## Begin DATASET ENTRIES

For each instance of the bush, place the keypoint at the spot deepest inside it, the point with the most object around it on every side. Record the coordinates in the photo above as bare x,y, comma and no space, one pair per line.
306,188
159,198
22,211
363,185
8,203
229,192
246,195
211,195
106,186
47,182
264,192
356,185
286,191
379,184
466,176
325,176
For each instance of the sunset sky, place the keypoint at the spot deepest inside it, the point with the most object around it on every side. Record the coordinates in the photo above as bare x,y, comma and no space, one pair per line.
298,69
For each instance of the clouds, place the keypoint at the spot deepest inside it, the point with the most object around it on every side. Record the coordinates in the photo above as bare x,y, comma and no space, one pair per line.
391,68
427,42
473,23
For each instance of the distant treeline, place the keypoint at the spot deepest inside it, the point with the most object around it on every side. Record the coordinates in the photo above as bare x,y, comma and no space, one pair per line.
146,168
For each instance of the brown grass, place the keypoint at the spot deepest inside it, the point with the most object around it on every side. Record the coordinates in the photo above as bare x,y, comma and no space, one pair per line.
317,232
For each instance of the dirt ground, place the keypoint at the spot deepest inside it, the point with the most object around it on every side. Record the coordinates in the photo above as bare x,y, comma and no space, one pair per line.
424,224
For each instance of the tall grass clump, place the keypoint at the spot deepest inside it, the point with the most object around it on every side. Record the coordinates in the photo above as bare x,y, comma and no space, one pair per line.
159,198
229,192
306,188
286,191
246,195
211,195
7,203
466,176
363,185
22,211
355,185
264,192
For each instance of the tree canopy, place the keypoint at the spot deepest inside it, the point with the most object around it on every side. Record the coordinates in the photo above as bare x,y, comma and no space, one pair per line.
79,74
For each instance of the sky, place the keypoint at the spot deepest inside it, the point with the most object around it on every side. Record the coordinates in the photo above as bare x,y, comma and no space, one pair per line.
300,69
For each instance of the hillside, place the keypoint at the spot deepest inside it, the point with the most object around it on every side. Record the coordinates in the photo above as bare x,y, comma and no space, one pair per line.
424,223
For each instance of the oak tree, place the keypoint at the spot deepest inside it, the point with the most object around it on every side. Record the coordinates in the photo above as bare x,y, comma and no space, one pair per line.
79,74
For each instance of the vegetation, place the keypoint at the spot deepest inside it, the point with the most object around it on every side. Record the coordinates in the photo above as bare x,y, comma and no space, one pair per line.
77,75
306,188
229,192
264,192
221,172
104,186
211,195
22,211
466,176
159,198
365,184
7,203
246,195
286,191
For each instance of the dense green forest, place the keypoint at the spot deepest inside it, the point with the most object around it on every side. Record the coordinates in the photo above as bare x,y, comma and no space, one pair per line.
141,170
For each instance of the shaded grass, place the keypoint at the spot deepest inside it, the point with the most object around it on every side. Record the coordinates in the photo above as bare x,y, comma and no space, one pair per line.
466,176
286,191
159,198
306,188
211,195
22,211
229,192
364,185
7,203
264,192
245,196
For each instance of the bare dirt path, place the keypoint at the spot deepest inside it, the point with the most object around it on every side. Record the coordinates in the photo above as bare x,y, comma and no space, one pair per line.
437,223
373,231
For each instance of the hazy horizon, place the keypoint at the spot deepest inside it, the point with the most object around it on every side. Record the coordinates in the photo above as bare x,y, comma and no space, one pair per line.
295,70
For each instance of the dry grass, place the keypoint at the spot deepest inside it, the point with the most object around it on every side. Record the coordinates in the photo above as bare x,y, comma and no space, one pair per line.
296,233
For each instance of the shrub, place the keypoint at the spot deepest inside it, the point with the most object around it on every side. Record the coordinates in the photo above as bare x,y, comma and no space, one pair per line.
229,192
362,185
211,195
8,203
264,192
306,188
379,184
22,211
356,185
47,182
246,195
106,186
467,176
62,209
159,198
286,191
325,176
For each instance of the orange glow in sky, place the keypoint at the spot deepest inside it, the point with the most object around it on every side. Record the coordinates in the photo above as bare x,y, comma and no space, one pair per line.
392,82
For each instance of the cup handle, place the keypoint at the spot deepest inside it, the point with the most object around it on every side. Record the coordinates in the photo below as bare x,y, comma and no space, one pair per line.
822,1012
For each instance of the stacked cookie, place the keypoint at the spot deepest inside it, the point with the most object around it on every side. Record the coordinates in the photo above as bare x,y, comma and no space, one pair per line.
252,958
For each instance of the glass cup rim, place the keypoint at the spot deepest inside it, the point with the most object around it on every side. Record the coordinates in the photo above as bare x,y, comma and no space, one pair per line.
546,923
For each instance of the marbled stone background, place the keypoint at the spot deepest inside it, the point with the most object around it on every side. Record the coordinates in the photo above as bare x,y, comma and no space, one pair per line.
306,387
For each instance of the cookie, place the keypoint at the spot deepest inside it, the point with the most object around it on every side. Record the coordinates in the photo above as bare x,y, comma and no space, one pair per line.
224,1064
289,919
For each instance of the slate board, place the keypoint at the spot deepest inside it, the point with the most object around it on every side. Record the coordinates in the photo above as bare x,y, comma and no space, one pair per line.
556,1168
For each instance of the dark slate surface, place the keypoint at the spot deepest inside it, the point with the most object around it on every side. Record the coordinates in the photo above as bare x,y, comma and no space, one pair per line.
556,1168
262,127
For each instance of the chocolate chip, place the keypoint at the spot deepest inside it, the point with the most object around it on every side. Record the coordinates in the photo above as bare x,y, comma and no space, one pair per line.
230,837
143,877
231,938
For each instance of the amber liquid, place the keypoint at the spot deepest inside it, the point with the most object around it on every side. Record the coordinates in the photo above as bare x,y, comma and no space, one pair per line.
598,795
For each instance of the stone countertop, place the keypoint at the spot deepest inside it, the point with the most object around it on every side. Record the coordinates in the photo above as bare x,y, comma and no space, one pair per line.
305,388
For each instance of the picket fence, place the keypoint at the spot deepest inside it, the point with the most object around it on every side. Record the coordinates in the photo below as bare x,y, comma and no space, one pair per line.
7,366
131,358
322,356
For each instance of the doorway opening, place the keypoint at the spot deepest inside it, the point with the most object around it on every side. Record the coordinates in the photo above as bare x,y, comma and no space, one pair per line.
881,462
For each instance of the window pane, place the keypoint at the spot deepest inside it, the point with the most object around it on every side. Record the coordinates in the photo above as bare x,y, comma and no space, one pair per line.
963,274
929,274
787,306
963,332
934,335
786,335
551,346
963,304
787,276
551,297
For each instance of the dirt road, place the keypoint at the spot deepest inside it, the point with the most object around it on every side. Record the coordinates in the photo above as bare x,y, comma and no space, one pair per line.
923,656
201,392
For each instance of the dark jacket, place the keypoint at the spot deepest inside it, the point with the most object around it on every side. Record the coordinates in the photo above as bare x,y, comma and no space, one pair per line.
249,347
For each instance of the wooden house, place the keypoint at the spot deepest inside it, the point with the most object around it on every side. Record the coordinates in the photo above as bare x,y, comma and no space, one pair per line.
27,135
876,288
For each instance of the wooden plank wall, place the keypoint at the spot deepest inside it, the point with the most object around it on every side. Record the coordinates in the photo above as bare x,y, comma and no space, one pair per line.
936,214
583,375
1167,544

## End DATASET ENTRIES

◆ WHAT TO WORK ON
Extract every line from the one containing "For each instance of the picket" to the end of the entries, including both of those lines, exactly as given and with nothing added.

◆ FINAL RESULT
For each instance of the picket fence, place the keypoint at the spot deepest inside it, the point with the most object around it on every side. Record the coordinates in the photo below as bare x,y, comma and no space, one pair per line.
7,366
131,358
322,356
For each instance of the doorway opening, place the keypoint at the spot deepest inside it, the point with the most object around it on every side. Record the coordinates in the photo above as bare x,y, comma and no space, one pair per line.
881,462
For each instance of the window pane, place the keypoint at the spot deepest inside it, the point with the most object around it on every side. Record the coordinates in the photo above as bare x,y, comma and no space, one pair per line.
963,274
929,274
787,306
963,332
934,335
786,335
551,346
963,304
787,276
551,297
For each instance of the dirt road, place the keypoint at the spot deepest inside it, the point with the most object around it on every side. Record the coordinates in the photo above as bare x,y, comma and no space, one pair per line.
923,656
201,392
For each instance of the dark jacket, place the keypoint at the spot deepest inside it, the point with the most object around it on every side. Record the coordinates in the photo above as bare x,y, comma and no space, one pair per line.
249,347
For each instance of the wooden house, place the keypoint at the spot deepest inside it, the point with the most object around it on every side. Record the coordinates in the photo above as bare x,y, comma and no space, one pair per line.
27,135
876,288
For each instance of the wooden plank wall, place the keypoint at the spot deepest inside it, the point with the most object around it on every side. Record the coordinates in the photo above as bare x,y, comma and no space, one pair per line.
936,214
583,375
1167,544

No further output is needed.